___ Data provided ___

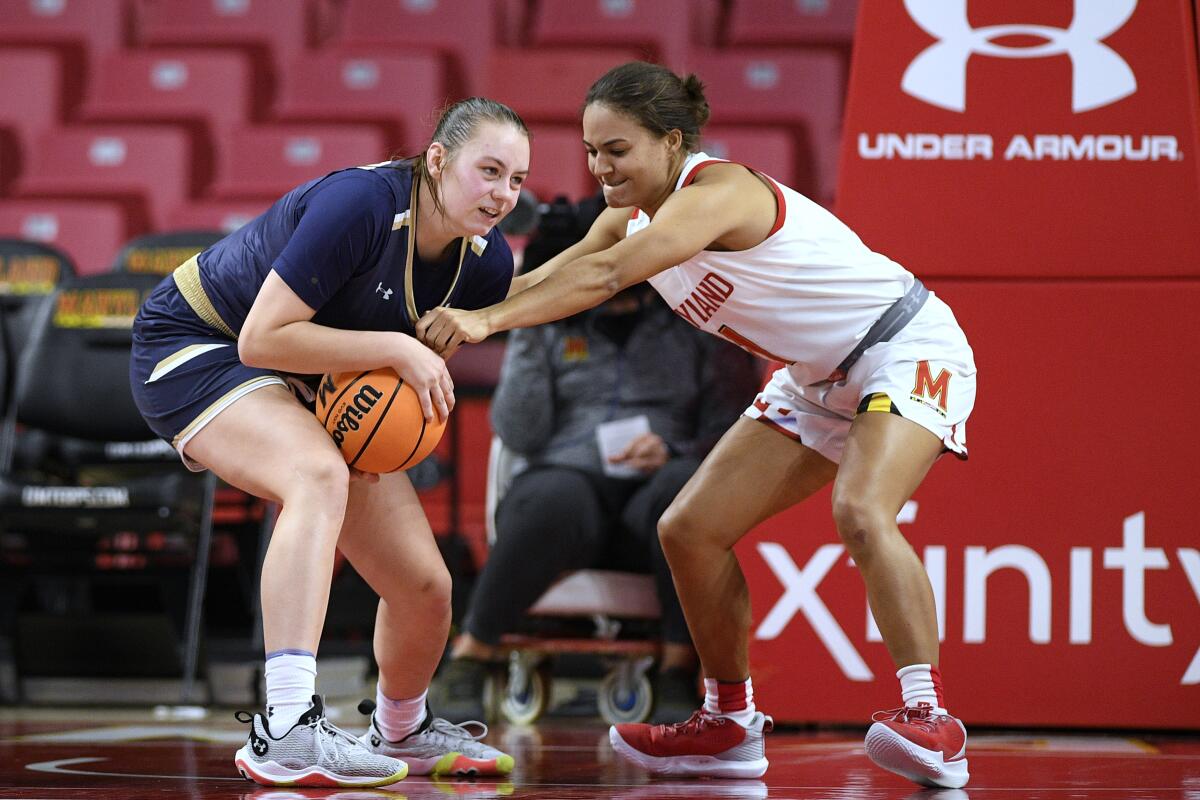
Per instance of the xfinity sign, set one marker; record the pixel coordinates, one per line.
(939, 74)
(1134, 559)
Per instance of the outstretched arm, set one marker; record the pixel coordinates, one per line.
(688, 222)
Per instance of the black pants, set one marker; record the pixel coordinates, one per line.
(553, 519)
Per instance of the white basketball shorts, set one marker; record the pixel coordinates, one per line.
(924, 373)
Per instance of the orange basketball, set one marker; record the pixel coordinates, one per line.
(376, 420)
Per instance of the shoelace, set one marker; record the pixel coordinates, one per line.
(327, 729)
(922, 716)
(695, 723)
(448, 729)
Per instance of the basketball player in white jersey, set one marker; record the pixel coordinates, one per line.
(877, 383)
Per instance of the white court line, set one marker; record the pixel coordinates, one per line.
(58, 768)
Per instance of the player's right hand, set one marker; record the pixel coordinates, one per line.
(426, 372)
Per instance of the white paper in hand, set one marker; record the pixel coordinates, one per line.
(615, 437)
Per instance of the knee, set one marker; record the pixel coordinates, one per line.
(862, 524)
(432, 593)
(322, 480)
(681, 530)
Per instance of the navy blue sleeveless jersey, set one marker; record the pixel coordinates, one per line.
(331, 240)
(341, 244)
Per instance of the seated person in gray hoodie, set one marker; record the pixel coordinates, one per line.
(633, 356)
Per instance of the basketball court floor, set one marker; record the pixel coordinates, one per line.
(130, 755)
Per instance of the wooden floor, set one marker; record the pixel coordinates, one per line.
(69, 755)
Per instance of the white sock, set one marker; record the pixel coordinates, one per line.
(731, 699)
(917, 686)
(397, 719)
(291, 683)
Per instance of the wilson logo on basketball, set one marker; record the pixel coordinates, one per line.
(376, 420)
(354, 410)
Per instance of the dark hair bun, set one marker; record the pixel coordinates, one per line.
(695, 91)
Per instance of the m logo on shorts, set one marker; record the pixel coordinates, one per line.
(939, 74)
(931, 388)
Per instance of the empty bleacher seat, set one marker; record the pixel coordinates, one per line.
(147, 168)
(658, 28)
(273, 32)
(558, 163)
(462, 30)
(90, 232)
(801, 89)
(791, 22)
(550, 84)
(30, 96)
(771, 151)
(185, 85)
(79, 29)
(265, 161)
(400, 92)
(215, 215)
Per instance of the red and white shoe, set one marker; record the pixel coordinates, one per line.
(925, 747)
(703, 746)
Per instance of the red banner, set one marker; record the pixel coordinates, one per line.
(1063, 554)
(1025, 137)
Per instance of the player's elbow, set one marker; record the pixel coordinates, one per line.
(605, 277)
(250, 347)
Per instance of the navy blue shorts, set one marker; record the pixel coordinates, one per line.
(184, 372)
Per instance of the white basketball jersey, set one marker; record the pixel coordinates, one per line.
(805, 295)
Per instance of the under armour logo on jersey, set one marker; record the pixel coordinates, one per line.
(1099, 77)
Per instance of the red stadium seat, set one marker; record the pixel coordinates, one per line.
(148, 168)
(658, 28)
(89, 232)
(558, 163)
(274, 32)
(550, 85)
(30, 94)
(263, 162)
(462, 30)
(177, 85)
(215, 215)
(400, 92)
(803, 90)
(771, 151)
(791, 22)
(79, 29)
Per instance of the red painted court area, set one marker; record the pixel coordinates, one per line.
(129, 756)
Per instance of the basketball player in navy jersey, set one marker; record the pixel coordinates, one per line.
(333, 278)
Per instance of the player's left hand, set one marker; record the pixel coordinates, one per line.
(443, 330)
(645, 453)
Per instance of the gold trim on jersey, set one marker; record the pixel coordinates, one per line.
(411, 223)
(877, 402)
(187, 278)
(180, 358)
(203, 417)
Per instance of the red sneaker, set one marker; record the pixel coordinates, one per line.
(703, 746)
(925, 747)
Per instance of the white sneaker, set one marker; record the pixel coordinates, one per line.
(439, 747)
(313, 752)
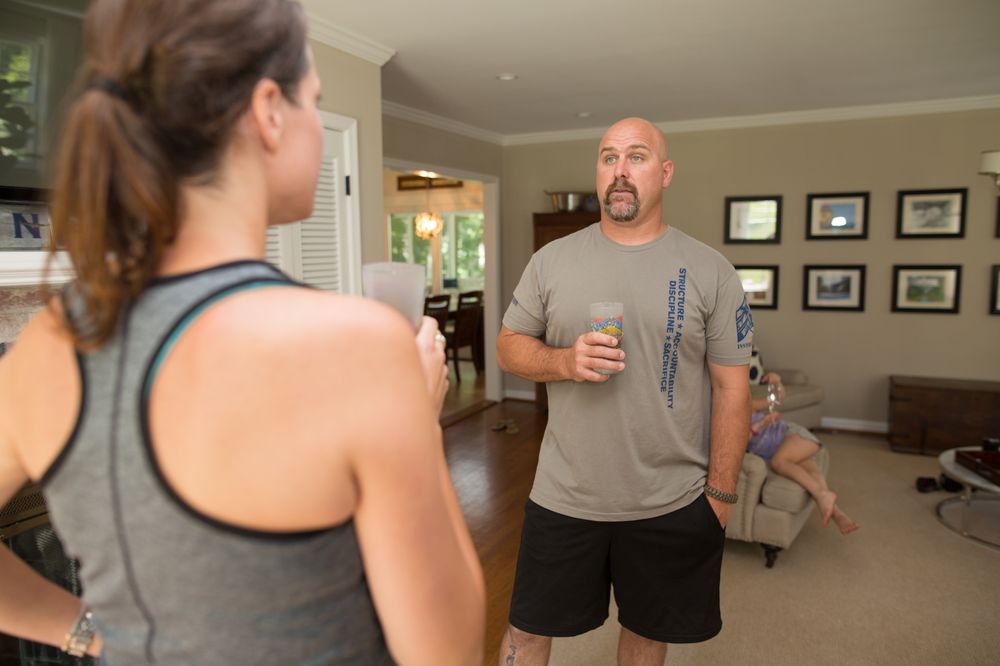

___

Do this:
Identify every line in the records above that contains the word "logo", and copy each of those lines.

Exercise result:
Per instance of the wilson logo on basketball, set one marker; record the pixel coordinates, one per line.
Per instance of the m logo on shorts, set one marker; record the pixel coordinates, one per line.
Per instance of the under armour logo on jersey, set one marker; record the pixel coordinates, one per line.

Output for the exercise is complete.